Print the data exactly as it appears, keeping every word.

[Opening RECORDS SHOWN section]

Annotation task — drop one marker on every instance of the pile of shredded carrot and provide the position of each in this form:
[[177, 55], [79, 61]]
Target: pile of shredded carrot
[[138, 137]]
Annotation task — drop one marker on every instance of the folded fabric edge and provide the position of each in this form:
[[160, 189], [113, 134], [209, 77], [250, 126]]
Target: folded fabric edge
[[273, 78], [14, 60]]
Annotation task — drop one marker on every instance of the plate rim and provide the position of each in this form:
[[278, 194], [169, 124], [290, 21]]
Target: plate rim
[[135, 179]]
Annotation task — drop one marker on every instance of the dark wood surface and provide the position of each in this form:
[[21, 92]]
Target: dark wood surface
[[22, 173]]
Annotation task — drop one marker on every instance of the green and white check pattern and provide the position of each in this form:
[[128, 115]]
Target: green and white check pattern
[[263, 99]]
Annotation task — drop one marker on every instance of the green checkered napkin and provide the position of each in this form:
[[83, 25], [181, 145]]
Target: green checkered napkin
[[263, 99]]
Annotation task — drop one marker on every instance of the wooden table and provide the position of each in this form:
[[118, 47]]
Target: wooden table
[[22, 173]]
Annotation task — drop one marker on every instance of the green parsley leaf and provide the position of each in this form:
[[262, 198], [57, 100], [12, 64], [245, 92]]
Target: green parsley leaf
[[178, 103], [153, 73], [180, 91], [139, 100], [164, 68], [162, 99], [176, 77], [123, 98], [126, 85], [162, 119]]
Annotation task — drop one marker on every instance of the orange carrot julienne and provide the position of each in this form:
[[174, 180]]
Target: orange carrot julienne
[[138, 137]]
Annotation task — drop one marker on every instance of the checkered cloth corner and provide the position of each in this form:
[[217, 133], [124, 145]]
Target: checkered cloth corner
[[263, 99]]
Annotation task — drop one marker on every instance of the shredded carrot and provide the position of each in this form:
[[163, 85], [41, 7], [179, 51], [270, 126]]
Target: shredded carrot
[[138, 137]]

[Closing RECORDS SHOWN section]

■ ANSWER TO THE PROBLEM
Annotation task — drop one marker on every instance of the pile of shredded carrot and provide the position of each in this form:
[[177, 55], [79, 61]]
Target: pile of shredded carrot
[[138, 137]]
Annotation task — drop one marker on every instance of the folded fabric edge and provide the position of each in this form:
[[160, 189], [113, 134], [209, 77], [250, 126]]
Target: folded fabric edge
[[273, 78], [14, 60]]
Annotation task — drop one marker on every instance of the plate rim and provide the position of each in this form:
[[278, 194], [169, 124], [290, 21]]
Target: plate rim
[[135, 179]]
Annotation task — drop one marker on every instance of the dark wood surface and provide the position of each in this form:
[[21, 92]]
Target: dark wood surface
[[22, 173]]
Annotation task — drop one marker on every instance of the green and white check pattern and provide the position of each in this form:
[[128, 115]]
Target: green and white check pattern
[[263, 99]]
Annotation task — drop one marker on every instance of the green checkered napkin and provide the position of each in this form:
[[83, 25], [181, 145]]
Target: green checkered napkin
[[263, 99]]
Annotation task — drop one marker on every instance of the wooden table and provide the position of each in this form:
[[118, 47]]
Target: wooden table
[[22, 173]]
Annotation task — drop one marker on every instance of the green parsley leaf and provide the position of each in this form:
[[262, 198], [57, 100], [12, 64], [245, 92]]
Target: green parsley leaf
[[178, 103], [153, 73], [180, 91], [139, 100], [164, 68], [162, 99], [176, 77], [123, 98], [126, 85], [162, 119]]
Annotation task — drop one marker on every instance of the orange carrot julienne and provide the position of each in this form:
[[174, 180]]
Target: orange carrot julienne
[[138, 137]]
Annotation task — drop one marker on every instance of the checkered cloth corner and provide the position of each in this form:
[[217, 133], [124, 145]]
Target: checkered cloth corner
[[263, 99]]
Annotation task — drop one marker on every instance of the shredded carrot and provide the position of each in this form:
[[163, 85], [41, 7], [179, 51], [270, 126]]
Target: shredded carrot
[[138, 137]]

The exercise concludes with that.